Page excerpt:

Mathematics Advanced • Year 11 • Module 3 • Lesson 10
Integration
Practise HSC-style writing on integration — including a structured "recover the function then interpret" extended response.
1. Short-answer questions
1.1 Find ∫ (4x³ − 6x² + 2) dx. 2 marks Band 3
1.2 Find ∫ (2x⁴ + 3x²)/x dx. Simplify the integrand before applying the power rule. 3 marks Band 3-4
1.3 Given f′(x) = 6x² − 4x + 1 and f(2) = 10, find f(x). 4 marks Band 4
Stuck on 1.3? Integrate first to get f(x) + C; substitute the known value to solve for C.2. Extended response
2.1 A particle moves along a straight line with acceleration (in m/s²)
a(t) = 6t − 4, t ≥ 0.
At t = 0 the particle is at the origin with velocity v(0) = 1 m/s.
(a) Find a general expression for the velocity v(t) by integrating a(t), and determine the specific v(t) using v(0).
(b) Find a general expression for the displacement s(t) by integrating v(t), and determine the specific s(t) using s(0) = 0.
(c) Hence find the displacement of the particle at t = 3 s, and the velocity at that instant.
(d) Verify your s(t) by differentiating it twice and confirming you recover a(t). 8 marks Band 5-6
Explicit marking criteria
Part (a) — 2 marks
• 1 mark — integrates a(t): v(t) = 3t² − 4t + C₁.
• 1 mark — uses v(0) = 1 to find C₁ = 1; states v(t) = 3t² − 4t + 1.
Part (b) — 2 marks
• 1 mark — integrates v(t): s(t) = t³ − 2t² + t + C₂.
• 1 mark — uses s(0) = 0 to find C₂ = 0; states s(t) = t³ − 2t² + t.
Part (c) — 2 marks
• 1 mark — s(3) = 27 − 18 + 3 = 12 m.
• 1 mark — v(3) = 27 − 12 + 1 = 16 m/s.
Part (d) — 2 marks
• 1 mark — differentiates s(t) once: s′(t) = 3t² − 4t + 1 = v(t). ✓
• 1 mark — differentiates again: s″(t) = 6t − 4 = a(t). ✓ Confirms the integration was correct.
Your response:
Stuck on (d)? Use the differentiation rules from earlier in this module; the verification should reduce back to a(t) = 6t − 4.How did this worksheet feel?
What I'll revisit before next class:
1.1 — ∫ (4x³ − 6x² + 2) dx (2 marks)
Sample response. ∫ 4x³ dx = x⁴; ∫ (−6x²) dx = −2x³; ∫ 2 dx = 2x. Combine: x⁴ − 2x³ + 2x + C.
Marking notes. 1 — correct anti-derivatives of all three terms. 1 — combined answer with +C. Missing +C automatically loses 1 mark — this is a non-negotiable HSC convention.

Data section:
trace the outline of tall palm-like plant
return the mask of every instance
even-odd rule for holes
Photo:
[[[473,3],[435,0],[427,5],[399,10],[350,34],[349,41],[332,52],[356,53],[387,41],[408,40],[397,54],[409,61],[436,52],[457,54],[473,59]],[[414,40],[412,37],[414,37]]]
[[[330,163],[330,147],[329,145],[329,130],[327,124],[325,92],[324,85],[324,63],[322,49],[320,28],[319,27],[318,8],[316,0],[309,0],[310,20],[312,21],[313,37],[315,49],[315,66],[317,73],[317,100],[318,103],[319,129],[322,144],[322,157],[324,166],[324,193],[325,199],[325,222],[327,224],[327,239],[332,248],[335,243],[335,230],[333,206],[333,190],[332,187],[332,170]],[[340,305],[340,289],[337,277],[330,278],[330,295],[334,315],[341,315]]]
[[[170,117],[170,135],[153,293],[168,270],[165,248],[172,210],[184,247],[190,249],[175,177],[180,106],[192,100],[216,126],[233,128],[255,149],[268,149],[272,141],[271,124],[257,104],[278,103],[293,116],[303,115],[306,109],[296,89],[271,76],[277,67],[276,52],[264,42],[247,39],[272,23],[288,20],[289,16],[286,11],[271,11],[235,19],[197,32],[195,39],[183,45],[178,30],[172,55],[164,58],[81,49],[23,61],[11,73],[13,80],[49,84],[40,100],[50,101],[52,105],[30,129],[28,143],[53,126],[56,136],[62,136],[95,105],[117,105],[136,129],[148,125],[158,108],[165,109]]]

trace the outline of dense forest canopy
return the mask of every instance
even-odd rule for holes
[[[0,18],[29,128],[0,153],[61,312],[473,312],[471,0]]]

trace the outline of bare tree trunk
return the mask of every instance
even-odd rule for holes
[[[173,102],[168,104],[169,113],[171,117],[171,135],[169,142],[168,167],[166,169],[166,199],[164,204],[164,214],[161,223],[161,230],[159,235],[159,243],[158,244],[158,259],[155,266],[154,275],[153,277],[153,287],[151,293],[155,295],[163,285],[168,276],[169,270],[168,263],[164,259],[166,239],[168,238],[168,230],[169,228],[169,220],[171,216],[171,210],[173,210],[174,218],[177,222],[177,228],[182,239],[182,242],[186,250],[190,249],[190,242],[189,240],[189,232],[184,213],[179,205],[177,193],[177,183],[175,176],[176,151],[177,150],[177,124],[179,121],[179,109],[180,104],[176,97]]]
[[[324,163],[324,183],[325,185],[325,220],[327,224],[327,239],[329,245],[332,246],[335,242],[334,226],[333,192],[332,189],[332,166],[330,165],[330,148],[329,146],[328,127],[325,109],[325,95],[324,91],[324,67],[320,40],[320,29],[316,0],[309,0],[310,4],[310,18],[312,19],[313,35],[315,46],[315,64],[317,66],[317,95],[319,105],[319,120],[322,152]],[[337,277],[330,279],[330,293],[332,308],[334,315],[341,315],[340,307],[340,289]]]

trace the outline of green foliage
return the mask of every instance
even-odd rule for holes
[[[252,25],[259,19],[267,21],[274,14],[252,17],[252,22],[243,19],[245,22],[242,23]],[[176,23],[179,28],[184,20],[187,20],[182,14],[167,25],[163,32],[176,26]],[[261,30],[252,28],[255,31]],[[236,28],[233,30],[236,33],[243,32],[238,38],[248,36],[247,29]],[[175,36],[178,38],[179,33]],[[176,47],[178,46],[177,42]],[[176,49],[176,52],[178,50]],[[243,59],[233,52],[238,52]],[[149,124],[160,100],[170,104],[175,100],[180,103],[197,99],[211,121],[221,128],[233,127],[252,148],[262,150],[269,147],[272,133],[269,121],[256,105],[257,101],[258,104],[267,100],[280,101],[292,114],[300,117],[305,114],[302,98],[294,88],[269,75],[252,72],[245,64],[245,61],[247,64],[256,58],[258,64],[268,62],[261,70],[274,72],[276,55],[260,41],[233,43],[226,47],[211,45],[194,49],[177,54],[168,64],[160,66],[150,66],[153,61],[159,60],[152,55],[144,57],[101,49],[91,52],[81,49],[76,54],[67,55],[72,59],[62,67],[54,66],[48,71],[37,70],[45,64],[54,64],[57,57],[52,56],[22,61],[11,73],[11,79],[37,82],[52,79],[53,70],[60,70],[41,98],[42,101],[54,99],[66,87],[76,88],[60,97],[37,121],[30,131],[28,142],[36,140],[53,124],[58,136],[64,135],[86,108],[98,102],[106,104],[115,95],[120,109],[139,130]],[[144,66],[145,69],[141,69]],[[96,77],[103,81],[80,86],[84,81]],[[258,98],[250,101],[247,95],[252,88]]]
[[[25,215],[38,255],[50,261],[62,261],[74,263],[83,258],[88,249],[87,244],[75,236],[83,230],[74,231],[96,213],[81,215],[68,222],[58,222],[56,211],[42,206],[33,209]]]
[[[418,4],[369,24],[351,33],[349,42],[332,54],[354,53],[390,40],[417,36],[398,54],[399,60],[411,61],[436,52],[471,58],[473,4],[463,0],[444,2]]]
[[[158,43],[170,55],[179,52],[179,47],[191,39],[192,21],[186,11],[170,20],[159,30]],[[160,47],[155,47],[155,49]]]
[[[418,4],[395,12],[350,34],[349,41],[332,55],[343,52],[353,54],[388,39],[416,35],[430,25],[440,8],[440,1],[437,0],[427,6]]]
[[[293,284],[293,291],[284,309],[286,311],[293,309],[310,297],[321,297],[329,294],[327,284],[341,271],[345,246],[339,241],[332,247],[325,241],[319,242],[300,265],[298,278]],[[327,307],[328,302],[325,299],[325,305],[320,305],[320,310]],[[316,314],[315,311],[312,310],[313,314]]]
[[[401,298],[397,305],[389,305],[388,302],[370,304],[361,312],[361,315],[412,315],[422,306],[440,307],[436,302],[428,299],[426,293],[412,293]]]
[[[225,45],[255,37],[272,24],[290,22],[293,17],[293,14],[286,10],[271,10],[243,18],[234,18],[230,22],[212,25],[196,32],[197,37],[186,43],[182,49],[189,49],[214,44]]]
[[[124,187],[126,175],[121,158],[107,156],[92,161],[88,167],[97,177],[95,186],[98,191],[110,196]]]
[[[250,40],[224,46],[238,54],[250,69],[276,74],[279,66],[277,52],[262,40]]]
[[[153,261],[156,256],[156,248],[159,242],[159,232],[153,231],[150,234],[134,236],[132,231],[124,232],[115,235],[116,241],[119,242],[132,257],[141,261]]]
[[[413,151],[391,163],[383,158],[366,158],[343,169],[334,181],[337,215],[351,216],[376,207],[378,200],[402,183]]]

Task list:
- 1) In the integration worksheet, what speed does the particle have at t = 3 s?
- 2) Please carry the integration worksheet on from its last line.

Answers by task:
- 1) 16 m/s

- 2)
1.2 — ∫ (2x⁴ + 3x²)/x dx (3 marks)
Sample response. Simplify first: (2x⁴ + 3x²)/x = 2x³ + 3x.
∫ (2x³ + 3x) dx = (2x⁴)/4 + (3x²)/2 + C = x⁴/2 + 3x²/2 + C, equivalently (x⁴ + 3x²)/2 + C.
Marking notes. 1 — simplifies the integrand (most efficient route). 1 — integrates each term correctly. 1 — combines with +C in a tidy form. Trying to apply the quotient rule for integration (which doesn't exist in this syllabus) and giving up scores 0.
1.3 — f′(x) = 6x² − 4x + 1, f(2) = 10 (4 marks)
Sample response. f(x) = ∫ (6x² − 4x + 1) dx = 2x³ − 2x² + x + C.
Substitute x = 2: f(2) = 2(8) − 2(4) + 2 + C = 16 − 8 + 2 + C = 10 + C.
Setting 10 + C = 10: C = 0. So f(x) = 2x³ − 2x² + x.
Marking notes. 1.5 — correctly integrates each term. 1 — substitutes x = 2 into the antiderivative. 1 — solves for C. 0.5 — writes the specific f(x) with C substituted. A response that omits +C in the integration step cannot pick up the C = 0 mark and loses 2 marks total.
2.1 — Particle motion (8 marks): sample Band-6 response with annotations
Sample Band-6 response.
Part (a). v(t) = ∫ a(t) dt = ∫ (6t − 4) dt = 3t² − 4t + C₁. [1 mark — general v(t).]
v(0) = 0 − 0 + C₁ = 1 ⇒ C₁ = 1. Therefore v(t) = 3t² − 4t + 1 m/s. [1 mark — specific v(t).]
Part (b). s(t) = ∫ v(t) dt = ∫ (3t² − 4t + 1) dt = t³ − 2t² + t + C₂. [1 mark — general s(t).]
s(0) = 0 − 0 + 0 + C₂ = 0 ⇒ C₂ = 0. Therefore s(t) = t³ − 2t² + t m. [1 mark — specific s(t).]
Part (c). s(3) = 27 − 18 + 3 = 12 m. [1 mark — displacement.]
v(3) = 27 − 12 + 1 = 16 m/s. [1 mark — velocity.]
Part (d). Verify by differentiating s(t) twice:
s′(t) = 3t² − 4t + 1 = v(t). ✓ [1 mark — first derivative matches v.]
s″(t) = 6t − 4 = a(t). ✓ [1 mark — second derivative matches a; integration verified.]
Total: 8/8.
Band descriptors for marker.
Band 3: Integrates once with +C but does not use the initial condition; quotes only v(t) (not s(t)); cannot evaluate at t = 3. ≈ 2-3 marks.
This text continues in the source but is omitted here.